[DIRECTIONS FOR THIS TASK] Render the material as a JSON list of strings, one string per line and blank lines omitted. Cover only the stretch from the line containing "the navy and" through the end of the material, both ends included.
== == ==
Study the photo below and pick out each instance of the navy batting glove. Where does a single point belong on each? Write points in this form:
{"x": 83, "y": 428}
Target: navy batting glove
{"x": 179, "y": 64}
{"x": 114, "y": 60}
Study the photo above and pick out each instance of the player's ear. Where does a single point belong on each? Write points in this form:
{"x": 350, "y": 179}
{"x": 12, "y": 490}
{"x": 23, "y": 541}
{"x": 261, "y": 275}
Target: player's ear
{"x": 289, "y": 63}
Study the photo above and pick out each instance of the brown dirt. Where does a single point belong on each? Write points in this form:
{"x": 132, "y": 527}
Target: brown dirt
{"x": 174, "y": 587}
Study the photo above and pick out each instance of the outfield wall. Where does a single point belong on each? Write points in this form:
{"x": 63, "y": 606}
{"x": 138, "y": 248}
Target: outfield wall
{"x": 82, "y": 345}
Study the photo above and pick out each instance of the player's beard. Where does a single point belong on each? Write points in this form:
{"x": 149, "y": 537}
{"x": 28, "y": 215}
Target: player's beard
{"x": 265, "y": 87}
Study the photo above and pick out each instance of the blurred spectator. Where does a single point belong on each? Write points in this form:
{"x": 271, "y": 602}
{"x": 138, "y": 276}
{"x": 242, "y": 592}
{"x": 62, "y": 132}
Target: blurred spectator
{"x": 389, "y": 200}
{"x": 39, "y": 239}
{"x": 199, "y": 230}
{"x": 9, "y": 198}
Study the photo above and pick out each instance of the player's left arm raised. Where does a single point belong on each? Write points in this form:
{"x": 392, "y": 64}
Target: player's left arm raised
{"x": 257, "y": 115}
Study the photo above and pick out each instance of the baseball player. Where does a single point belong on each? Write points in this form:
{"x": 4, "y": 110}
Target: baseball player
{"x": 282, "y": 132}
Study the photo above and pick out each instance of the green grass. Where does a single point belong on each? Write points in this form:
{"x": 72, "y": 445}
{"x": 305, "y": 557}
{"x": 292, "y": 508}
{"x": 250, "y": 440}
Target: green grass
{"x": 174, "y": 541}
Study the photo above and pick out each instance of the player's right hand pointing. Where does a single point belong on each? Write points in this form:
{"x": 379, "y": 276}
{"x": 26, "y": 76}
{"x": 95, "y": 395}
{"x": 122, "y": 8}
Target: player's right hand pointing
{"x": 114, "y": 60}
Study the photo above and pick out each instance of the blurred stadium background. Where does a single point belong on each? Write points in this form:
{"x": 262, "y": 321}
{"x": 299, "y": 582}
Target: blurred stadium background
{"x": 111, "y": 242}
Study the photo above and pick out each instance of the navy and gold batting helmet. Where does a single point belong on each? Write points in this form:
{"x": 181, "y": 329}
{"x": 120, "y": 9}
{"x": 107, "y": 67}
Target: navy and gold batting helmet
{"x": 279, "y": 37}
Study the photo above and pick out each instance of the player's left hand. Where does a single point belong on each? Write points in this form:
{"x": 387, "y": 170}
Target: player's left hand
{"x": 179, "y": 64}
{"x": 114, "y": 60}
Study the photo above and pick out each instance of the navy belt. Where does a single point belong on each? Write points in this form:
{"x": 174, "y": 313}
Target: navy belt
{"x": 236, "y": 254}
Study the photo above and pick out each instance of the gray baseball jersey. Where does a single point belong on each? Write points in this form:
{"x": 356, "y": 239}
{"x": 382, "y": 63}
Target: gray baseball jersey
== == ==
[REPLY TO THE TASK]
[
  "Study the photo above and pick out each instance of the navy and gold batting helmet. Where does a single point belong on each? Write points in this form:",
  "{\"x\": 181, \"y\": 329}",
  "{\"x\": 120, \"y\": 9}",
  "{\"x\": 107, \"y\": 67}",
  "Target: navy and gold batting helmet",
  "{\"x\": 279, \"y\": 37}",
  "Study the photo above and pick out each instance of the player's left hand. Where does a single point belong on each? Write points in this form:",
  "{\"x\": 387, \"y\": 170}",
  "Target: player's left hand",
  "{\"x\": 179, \"y\": 64}",
  "{\"x\": 114, \"y\": 60}",
  "Study the photo above and pick out each instance of the navy belt. Where does a single point belong on each? Write points in this form:",
  "{\"x\": 174, \"y\": 313}",
  "Target: navy belt",
  "{\"x\": 236, \"y\": 254}",
  "Study the photo above and pick out each instance of the gray baseball jersey. Where does a single point belong on each? Write points in this form:",
  "{\"x\": 356, \"y\": 239}",
  "{\"x\": 382, \"y\": 63}",
  "Target: gray baseball jersey"
]